— Dataset records —
==================================================
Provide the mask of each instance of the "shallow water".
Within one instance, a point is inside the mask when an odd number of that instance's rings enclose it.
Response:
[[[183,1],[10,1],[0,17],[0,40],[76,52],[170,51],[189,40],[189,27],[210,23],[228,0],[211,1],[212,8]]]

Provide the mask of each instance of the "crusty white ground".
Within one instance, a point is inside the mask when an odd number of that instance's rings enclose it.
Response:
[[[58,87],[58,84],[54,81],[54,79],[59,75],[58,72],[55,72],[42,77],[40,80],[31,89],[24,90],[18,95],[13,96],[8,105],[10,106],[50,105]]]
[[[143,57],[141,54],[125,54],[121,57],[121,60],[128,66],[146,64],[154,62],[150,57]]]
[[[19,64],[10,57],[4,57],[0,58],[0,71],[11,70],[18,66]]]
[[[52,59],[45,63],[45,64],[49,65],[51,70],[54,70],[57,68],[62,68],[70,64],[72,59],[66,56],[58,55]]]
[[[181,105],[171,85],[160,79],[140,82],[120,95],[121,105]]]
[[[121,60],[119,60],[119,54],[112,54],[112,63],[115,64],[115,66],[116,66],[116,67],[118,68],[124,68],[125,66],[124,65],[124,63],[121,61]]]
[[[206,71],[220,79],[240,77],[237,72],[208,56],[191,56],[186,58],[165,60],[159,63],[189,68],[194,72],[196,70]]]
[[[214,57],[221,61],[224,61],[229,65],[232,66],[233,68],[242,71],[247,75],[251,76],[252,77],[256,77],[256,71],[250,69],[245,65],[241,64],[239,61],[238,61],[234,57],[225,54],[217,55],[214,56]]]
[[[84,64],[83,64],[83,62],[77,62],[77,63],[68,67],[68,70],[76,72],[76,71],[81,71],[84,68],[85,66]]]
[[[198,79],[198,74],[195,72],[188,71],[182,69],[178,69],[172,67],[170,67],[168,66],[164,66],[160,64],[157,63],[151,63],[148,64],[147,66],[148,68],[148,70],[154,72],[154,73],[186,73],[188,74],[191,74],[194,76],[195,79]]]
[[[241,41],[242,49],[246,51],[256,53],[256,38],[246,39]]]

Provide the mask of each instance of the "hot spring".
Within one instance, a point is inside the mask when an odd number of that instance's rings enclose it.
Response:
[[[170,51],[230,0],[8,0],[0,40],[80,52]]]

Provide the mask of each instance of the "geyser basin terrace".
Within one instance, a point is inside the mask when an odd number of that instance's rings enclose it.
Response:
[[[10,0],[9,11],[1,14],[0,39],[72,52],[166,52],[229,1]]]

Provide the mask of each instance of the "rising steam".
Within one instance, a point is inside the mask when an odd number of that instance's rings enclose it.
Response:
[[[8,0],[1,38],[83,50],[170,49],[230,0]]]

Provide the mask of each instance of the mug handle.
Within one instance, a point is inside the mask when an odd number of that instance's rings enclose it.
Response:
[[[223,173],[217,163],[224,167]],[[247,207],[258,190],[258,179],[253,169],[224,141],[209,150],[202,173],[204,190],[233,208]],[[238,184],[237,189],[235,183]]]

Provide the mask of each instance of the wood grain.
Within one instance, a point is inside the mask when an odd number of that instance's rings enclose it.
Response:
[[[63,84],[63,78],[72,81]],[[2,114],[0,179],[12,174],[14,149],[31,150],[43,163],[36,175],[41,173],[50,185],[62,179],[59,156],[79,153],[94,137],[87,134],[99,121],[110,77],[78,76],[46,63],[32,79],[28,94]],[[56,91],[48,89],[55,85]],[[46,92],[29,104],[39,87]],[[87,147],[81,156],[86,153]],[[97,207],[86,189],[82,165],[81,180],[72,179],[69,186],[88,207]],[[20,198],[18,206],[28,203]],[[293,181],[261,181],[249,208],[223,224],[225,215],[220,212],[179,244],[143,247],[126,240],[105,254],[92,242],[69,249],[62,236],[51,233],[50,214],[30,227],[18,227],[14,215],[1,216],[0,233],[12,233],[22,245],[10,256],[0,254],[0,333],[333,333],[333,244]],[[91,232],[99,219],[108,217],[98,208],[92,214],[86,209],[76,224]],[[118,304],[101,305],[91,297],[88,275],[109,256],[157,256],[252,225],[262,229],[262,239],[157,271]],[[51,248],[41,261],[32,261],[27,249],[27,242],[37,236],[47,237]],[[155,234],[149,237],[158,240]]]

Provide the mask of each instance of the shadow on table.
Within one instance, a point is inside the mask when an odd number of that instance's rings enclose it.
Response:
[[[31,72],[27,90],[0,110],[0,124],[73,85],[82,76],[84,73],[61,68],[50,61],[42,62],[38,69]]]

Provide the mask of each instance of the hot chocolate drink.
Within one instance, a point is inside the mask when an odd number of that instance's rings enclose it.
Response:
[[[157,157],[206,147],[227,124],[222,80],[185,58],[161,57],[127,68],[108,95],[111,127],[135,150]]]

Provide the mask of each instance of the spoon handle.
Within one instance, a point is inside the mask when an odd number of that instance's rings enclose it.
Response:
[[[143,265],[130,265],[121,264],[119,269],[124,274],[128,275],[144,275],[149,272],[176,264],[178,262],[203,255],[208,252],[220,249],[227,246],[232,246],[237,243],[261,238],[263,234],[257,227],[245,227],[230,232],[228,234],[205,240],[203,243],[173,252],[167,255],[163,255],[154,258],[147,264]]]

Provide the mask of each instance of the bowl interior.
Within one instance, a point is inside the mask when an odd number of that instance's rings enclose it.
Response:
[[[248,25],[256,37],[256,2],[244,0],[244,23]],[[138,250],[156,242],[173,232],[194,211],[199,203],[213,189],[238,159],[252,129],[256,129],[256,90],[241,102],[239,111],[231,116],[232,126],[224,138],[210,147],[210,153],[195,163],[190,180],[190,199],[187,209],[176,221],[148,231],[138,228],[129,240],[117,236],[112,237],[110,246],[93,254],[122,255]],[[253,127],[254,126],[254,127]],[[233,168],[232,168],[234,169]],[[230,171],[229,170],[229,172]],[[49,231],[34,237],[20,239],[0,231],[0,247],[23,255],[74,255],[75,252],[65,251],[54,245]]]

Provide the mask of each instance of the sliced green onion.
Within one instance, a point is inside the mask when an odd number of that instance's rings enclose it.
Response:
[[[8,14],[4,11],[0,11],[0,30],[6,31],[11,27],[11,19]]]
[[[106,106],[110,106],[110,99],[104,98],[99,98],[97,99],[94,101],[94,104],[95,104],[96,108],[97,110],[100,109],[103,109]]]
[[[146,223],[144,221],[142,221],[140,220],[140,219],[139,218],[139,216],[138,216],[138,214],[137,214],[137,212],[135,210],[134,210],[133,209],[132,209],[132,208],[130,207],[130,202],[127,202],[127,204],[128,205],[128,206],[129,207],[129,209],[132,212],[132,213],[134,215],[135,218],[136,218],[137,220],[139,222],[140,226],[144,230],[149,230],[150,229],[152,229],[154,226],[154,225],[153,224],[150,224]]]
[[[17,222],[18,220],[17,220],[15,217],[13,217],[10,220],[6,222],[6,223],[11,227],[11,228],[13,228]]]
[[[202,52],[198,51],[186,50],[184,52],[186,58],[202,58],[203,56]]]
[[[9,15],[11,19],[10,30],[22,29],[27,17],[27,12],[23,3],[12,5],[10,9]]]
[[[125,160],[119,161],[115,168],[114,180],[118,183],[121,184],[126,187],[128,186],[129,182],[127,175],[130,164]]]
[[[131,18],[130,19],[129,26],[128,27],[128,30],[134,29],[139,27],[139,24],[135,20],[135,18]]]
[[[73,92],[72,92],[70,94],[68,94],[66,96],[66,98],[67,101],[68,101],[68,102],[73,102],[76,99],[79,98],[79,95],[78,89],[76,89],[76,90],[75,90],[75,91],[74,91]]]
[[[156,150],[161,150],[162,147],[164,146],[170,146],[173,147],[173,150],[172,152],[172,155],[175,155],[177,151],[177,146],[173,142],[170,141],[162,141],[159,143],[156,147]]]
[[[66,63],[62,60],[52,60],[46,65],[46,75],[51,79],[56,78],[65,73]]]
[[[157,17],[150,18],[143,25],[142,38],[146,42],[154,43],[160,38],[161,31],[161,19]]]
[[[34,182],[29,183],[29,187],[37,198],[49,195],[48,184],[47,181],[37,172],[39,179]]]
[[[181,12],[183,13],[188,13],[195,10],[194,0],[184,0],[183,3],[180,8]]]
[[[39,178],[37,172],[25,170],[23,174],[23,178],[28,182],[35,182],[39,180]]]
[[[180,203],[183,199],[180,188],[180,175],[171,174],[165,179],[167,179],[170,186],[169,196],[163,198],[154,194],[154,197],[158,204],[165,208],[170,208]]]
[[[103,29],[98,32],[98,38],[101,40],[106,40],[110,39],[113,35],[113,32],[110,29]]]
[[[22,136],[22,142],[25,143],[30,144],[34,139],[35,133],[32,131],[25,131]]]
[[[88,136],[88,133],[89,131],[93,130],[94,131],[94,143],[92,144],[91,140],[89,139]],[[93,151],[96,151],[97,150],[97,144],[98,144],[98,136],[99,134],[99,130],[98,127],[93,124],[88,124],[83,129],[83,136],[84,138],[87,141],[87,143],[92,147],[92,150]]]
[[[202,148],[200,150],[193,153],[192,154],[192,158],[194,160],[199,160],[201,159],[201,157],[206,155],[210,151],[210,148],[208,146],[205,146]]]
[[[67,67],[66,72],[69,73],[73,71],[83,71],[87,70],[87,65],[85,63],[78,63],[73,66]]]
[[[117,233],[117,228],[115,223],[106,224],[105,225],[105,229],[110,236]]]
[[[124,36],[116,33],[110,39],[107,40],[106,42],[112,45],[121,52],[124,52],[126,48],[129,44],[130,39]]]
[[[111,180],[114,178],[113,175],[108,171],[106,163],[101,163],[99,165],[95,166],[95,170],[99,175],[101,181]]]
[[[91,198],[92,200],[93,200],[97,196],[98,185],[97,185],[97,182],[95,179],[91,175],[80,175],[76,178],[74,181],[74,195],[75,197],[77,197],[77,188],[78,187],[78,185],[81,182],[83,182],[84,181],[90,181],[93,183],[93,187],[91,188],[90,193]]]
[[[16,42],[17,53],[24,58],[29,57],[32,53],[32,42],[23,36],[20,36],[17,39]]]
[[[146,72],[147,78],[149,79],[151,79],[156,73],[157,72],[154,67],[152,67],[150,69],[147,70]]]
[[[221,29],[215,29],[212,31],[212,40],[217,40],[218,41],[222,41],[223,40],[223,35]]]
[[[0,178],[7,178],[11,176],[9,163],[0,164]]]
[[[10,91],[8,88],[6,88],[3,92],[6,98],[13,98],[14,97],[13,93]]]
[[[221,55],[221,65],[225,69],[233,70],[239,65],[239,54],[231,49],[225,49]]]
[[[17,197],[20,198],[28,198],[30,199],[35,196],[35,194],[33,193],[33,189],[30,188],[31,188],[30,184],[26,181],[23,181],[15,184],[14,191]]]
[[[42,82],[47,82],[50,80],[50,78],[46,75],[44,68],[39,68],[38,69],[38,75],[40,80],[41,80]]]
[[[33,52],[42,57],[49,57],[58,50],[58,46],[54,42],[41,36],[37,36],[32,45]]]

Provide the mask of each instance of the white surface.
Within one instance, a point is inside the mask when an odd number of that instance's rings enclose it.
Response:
==================================================
— Stated problem —
Copy out the data verbatim, starting at the line that contains "Provide the mask of each instance of the white" and ending at the final line of the data, both ends included.

— Result —
Provide the mask of each instance of the white surface.
Within one instance, a point is inside the mask when an odd number of that instance's rings enclose it.
Response:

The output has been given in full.